* _WHAT YOU ARE ASKED TO DO_:
Carry on the interview about aortic stenosis care, beginning after its final sentence.

TEXT SECTION START

Improving Symptom Detection and Early Intervention in Aortic Stenosis
An expert highlights the need for early detection of aortic stenosis symptoms in elderly patients, urging pharmacists and clinicians to monitor subtle changes.
At the American Heart Association Scientific Sessions 2025 in New Orleans, Sammy Elmariah, MD, MPH, FAHA, discussed the importance of recognizing subtle and often overlooked signs of valvular heart disease progression in elderly populations. He emphasized that current clinical practice frequently relies on patient-reported symptoms to trigger intervention, yet many patients misattribute worsening functional decline to normal aging. Elmariah noted that family members are often the first to notice changes, and patients commonly realize how symptomatic they were only after treatment restores their true functional capacity. He encouraged clinicians and patients to monitor for small but rapid declines in exercise tolerance or daily activity, highlighting that such insidious changes should prompt timely evaluation to avoid delays in care.
Pharmacy Times: This initiative plans to expand data collection and develop hospital certification programs—how do you envision these efforts improving adherence to guideline-based care and overall patient outcomes?
Sammy Elmariah, MD, MPH, FAHA: Now it has been reproduced over and over again. The Target: AS initiative has been launched, and there is tremendous momentum to not only continue to learn about the obstacles and barriers to care but also to improve the care that we are delivering through the certification program. Again, what it is hopefully going to do—and the entire heart valve initiative—is allow hospitals to learn how they are actually doing, which may be surprising, as few hospitals actually recognize their performance. Once people recognize that we are all trying to do the best we can for our patients, that realization alone, I think, is going to move the needle as centers try to improve their own performance. The certification adds another carrot to hopefully allow centers to continue their efforts to improve the care and quality they are delivering for aortic stenosis and other forms of valvular heart disease.

TEXT SECTION END
DATA START

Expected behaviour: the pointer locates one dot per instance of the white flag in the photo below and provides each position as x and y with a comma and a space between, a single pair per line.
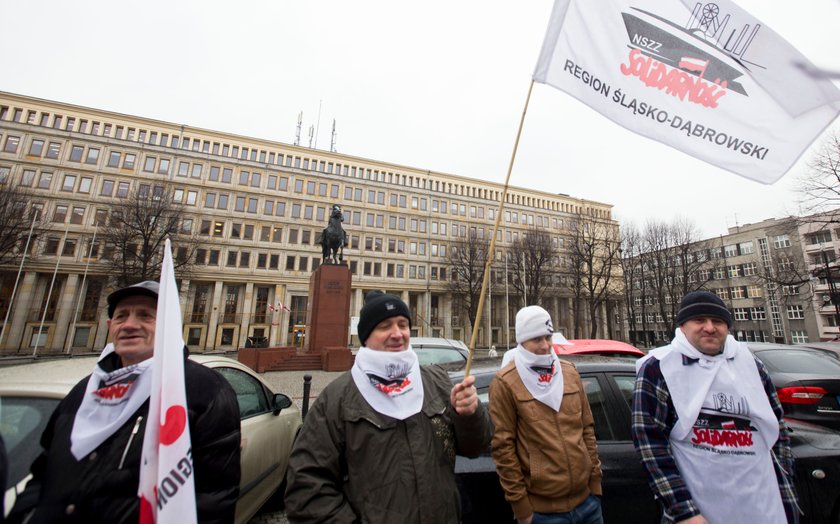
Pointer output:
167, 482
707, 79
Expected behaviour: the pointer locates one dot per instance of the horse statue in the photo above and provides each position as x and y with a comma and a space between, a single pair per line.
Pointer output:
333, 238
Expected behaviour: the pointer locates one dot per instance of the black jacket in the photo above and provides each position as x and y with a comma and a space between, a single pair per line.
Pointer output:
99, 488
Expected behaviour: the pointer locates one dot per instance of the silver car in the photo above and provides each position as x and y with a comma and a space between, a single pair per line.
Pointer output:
270, 422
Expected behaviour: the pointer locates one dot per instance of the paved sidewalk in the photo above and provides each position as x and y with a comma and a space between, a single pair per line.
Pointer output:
291, 383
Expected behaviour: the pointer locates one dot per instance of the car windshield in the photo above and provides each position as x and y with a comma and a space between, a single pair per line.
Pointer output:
799, 361
22, 420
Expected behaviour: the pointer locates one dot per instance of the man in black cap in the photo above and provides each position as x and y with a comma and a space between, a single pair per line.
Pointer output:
709, 426
380, 441
89, 470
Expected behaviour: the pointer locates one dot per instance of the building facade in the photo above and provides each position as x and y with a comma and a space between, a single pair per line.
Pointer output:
256, 206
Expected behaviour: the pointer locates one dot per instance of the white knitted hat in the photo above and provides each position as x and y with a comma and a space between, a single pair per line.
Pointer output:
532, 322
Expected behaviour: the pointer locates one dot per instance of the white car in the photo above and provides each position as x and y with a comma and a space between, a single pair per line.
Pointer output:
436, 350
270, 422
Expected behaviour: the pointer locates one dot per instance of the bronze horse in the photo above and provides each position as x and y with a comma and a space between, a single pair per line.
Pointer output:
333, 238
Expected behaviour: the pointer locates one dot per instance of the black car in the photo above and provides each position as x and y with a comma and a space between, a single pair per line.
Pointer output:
627, 497
807, 381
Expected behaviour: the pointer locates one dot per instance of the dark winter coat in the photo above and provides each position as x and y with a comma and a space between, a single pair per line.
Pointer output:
353, 464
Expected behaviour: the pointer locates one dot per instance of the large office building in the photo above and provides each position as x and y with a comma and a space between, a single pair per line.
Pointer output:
776, 277
256, 207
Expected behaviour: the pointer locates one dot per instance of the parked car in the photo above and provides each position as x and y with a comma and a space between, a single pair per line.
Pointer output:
270, 422
435, 350
607, 348
834, 347
806, 379
627, 497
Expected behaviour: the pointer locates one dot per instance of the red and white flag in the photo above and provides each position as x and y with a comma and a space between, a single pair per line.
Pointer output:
167, 480
707, 79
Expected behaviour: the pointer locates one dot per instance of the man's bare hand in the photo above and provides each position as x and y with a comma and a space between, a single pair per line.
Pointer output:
464, 397
697, 519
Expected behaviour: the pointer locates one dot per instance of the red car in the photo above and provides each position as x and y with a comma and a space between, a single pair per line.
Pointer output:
610, 348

DATA END

* _EXPECTED OUTPUT_:
Pharmacy Times: As heart valve disease prevalence rises with age, what key messages or educational priorities should health professionals emphasize to raise awareness and encourage proactive evaluation among at-risk populations?
Elmariah: Current clinical practice focuses largely on symptomatology as the trigger at which we start to intervene. In elderly patients, the assessment of symptoms and the determination of what is causing those symptoms can often be much more challenging. The reason is that many of the valve lesions develop and cause symptoms in a very insidious fashion. Many of our patients come to us and swear up and down that they are asymptomatic, that they are doing fine. You look at their spouse, and they tell you, “Oh no, he or she is slowing down.” Then, of course, once you point that detail out, they attribute it to just aging.
It is not until you fix the problem—after convincing them that the progression of symptoms is atypical even for someone of their age—that they realize how good they can feel and then recognize how symptomatic they truly were. So, what I would encourage providers to do, and what I hope patients will also recognize, is that when we say symptomatic, it does not mean that they are huffing and puffing and having to stop every time they walk a block or go up a flight of stairs. It can be much more subtle. Aging is not usually associated with a rapid decline in functional capacity over a month or two. So, when those sorts of subtle changes start to happen, you really have to pay attention, think about what is wrong, and get evaluated.